EXERCISE: Rewrite the lines from the one containing "Phrase: plastic water bottle" through the end of the lines, changing every "tree trunk" to "tree stem" and keeping everything else the same. Return only that stretch, and leave out the pictures.

PROVIDED DATA:
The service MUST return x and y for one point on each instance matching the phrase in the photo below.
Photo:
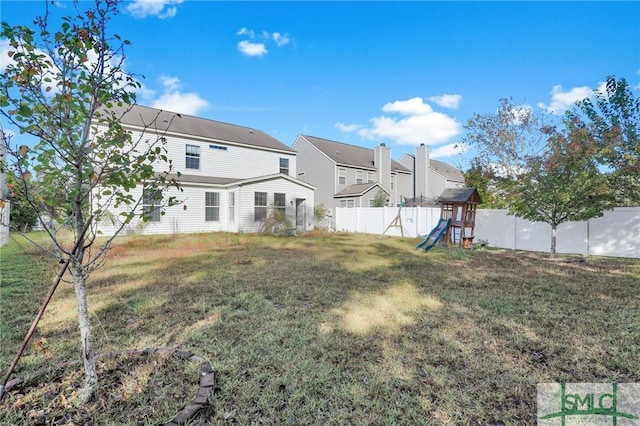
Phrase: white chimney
(421, 171)
(382, 162)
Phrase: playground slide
(435, 235)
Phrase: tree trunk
(84, 321)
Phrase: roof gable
(172, 123)
(359, 189)
(349, 155)
(460, 195)
(446, 170)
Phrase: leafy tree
(68, 89)
(613, 115)
(485, 181)
(562, 184)
(21, 215)
(546, 171)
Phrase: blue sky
(363, 73)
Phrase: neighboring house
(428, 185)
(350, 176)
(231, 176)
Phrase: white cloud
(348, 128)
(176, 101)
(448, 150)
(161, 8)
(447, 101)
(518, 113)
(244, 31)
(252, 49)
(280, 39)
(256, 45)
(413, 106)
(562, 100)
(420, 124)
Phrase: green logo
(589, 404)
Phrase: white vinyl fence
(617, 233)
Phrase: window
(347, 203)
(211, 206)
(232, 207)
(279, 204)
(151, 204)
(342, 177)
(192, 157)
(260, 205)
(284, 166)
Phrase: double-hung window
(284, 166)
(212, 206)
(347, 203)
(342, 176)
(151, 204)
(279, 204)
(192, 157)
(260, 206)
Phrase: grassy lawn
(335, 329)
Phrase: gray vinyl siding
(403, 187)
(316, 169)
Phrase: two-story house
(351, 176)
(430, 177)
(231, 176)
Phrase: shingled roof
(350, 155)
(460, 195)
(172, 123)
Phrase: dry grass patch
(347, 329)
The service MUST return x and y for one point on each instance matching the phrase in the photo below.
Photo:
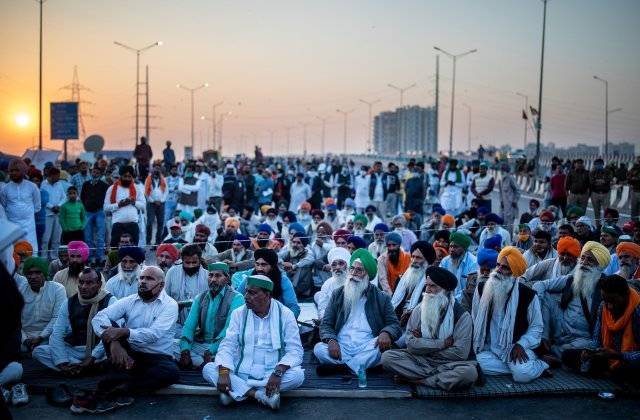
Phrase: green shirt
(191, 324)
(72, 216)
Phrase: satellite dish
(94, 143)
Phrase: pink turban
(81, 247)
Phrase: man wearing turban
(438, 338)
(507, 321)
(359, 323)
(20, 199)
(459, 262)
(569, 320)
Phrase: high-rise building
(410, 129)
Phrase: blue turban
(487, 257)
(493, 242)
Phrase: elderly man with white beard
(507, 321)
(438, 338)
(359, 323)
(409, 289)
(338, 260)
(569, 320)
(125, 282)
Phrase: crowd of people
(430, 271)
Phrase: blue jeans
(95, 226)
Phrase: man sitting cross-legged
(73, 346)
(261, 353)
(141, 351)
(359, 322)
(208, 319)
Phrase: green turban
(36, 262)
(460, 239)
(370, 264)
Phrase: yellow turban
(516, 261)
(599, 251)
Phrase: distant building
(409, 129)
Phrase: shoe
(272, 402)
(19, 395)
(226, 399)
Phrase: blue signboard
(64, 120)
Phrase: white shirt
(40, 309)
(151, 324)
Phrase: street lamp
(402, 91)
(370, 105)
(345, 114)
(192, 91)
(137, 51)
(453, 57)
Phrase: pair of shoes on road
(16, 396)
(92, 404)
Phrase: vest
(78, 316)
(220, 318)
(590, 314)
(521, 324)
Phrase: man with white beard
(564, 264)
(438, 338)
(569, 321)
(507, 321)
(629, 256)
(359, 323)
(338, 260)
(125, 282)
(409, 289)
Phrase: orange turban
(629, 248)
(516, 261)
(569, 245)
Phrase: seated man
(338, 259)
(208, 319)
(42, 302)
(141, 351)
(392, 264)
(411, 285)
(73, 347)
(616, 338)
(507, 321)
(266, 263)
(570, 303)
(125, 283)
(261, 354)
(438, 338)
(359, 322)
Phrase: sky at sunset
(281, 63)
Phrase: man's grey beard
(585, 280)
(353, 290)
(129, 276)
(431, 311)
(627, 271)
(496, 290)
(412, 277)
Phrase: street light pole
(345, 114)
(138, 52)
(454, 58)
(192, 91)
(370, 137)
(526, 106)
(402, 91)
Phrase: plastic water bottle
(362, 377)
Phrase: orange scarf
(114, 190)
(610, 326)
(147, 185)
(395, 272)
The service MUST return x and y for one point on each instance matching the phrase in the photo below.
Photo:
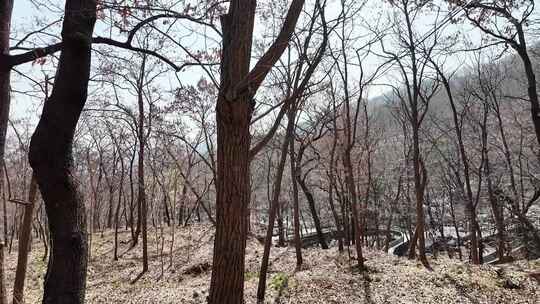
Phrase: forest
(286, 151)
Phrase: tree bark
(51, 159)
(3, 296)
(24, 244)
(6, 8)
(233, 115)
(273, 211)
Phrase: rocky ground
(327, 276)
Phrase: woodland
(242, 151)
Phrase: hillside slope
(326, 278)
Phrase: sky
(25, 15)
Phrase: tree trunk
(6, 8)
(24, 244)
(273, 211)
(296, 206)
(51, 159)
(312, 209)
(233, 115)
(3, 296)
(141, 193)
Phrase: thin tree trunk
(24, 244)
(3, 296)
(273, 212)
(6, 8)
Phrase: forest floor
(327, 276)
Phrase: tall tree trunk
(273, 211)
(312, 209)
(24, 244)
(3, 296)
(233, 143)
(233, 115)
(531, 80)
(6, 8)
(296, 206)
(141, 193)
(51, 159)
(471, 209)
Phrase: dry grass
(327, 276)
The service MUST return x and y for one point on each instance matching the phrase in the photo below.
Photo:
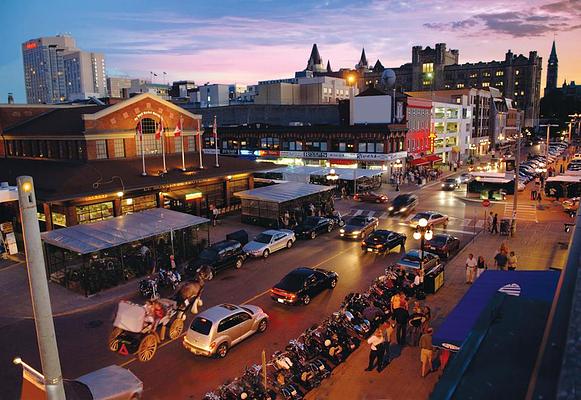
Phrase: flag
(140, 131)
(178, 131)
(159, 130)
(215, 129)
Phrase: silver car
(214, 331)
(270, 241)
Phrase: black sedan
(300, 285)
(443, 245)
(358, 227)
(312, 226)
(382, 241)
(403, 204)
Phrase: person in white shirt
(376, 341)
(471, 264)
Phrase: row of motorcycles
(311, 357)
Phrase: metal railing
(557, 373)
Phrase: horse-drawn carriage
(138, 329)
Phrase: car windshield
(263, 238)
(438, 240)
(421, 215)
(357, 221)
(208, 254)
(401, 200)
(292, 282)
(311, 221)
(201, 325)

EXERCISE OUTPUT:
Phrase: plastic water bottle
(362, 377)
Phrase: orange scarf
(114, 190)
(610, 326)
(147, 185)
(395, 272)
The service MUST return x and y for one point on each instance matching the phrase in the photo below.
Photo:
Phrase: forest
(286, 151)
Phrase: tree bark
(51, 159)
(3, 296)
(24, 244)
(6, 8)
(233, 115)
(273, 211)
Phrase: rocky ground
(327, 276)
Phrase: woodland
(242, 151)
Phrase: hillside slope
(326, 278)
Phrase: sky
(25, 15)
Phrase: tree stem
(6, 8)
(24, 244)
(273, 211)
(296, 206)
(51, 159)
(312, 209)
(233, 115)
(3, 296)
(141, 193)
Phrase: thin tree stem
(24, 244)
(3, 296)
(273, 212)
(6, 8)
Phrase: forest floor
(327, 276)
Phrase: tall tree stem
(273, 211)
(312, 209)
(24, 244)
(3, 296)
(233, 143)
(233, 115)
(531, 80)
(6, 8)
(296, 206)
(141, 193)
(51, 159)
(471, 209)
Phrase: dry grass
(327, 276)
The service MUST return x and y for one point on each instance matching the phrase in the photo below.
Photo:
Phrase: flag
(140, 131)
(178, 131)
(159, 130)
(215, 129)
Phrase: silver car
(214, 331)
(270, 241)
Phrase: black sedan
(300, 285)
(443, 245)
(358, 227)
(312, 226)
(382, 241)
(403, 204)
Phrase: person in white shirt
(376, 341)
(471, 264)
Phrase: row of motorcycles
(311, 357)
Phrase: metal railing
(557, 373)
Phrase: horse-drawn carriage
(138, 329)
Phrase: car windshield
(263, 238)
(438, 240)
(421, 215)
(357, 221)
(208, 254)
(401, 200)
(292, 282)
(311, 221)
(201, 325)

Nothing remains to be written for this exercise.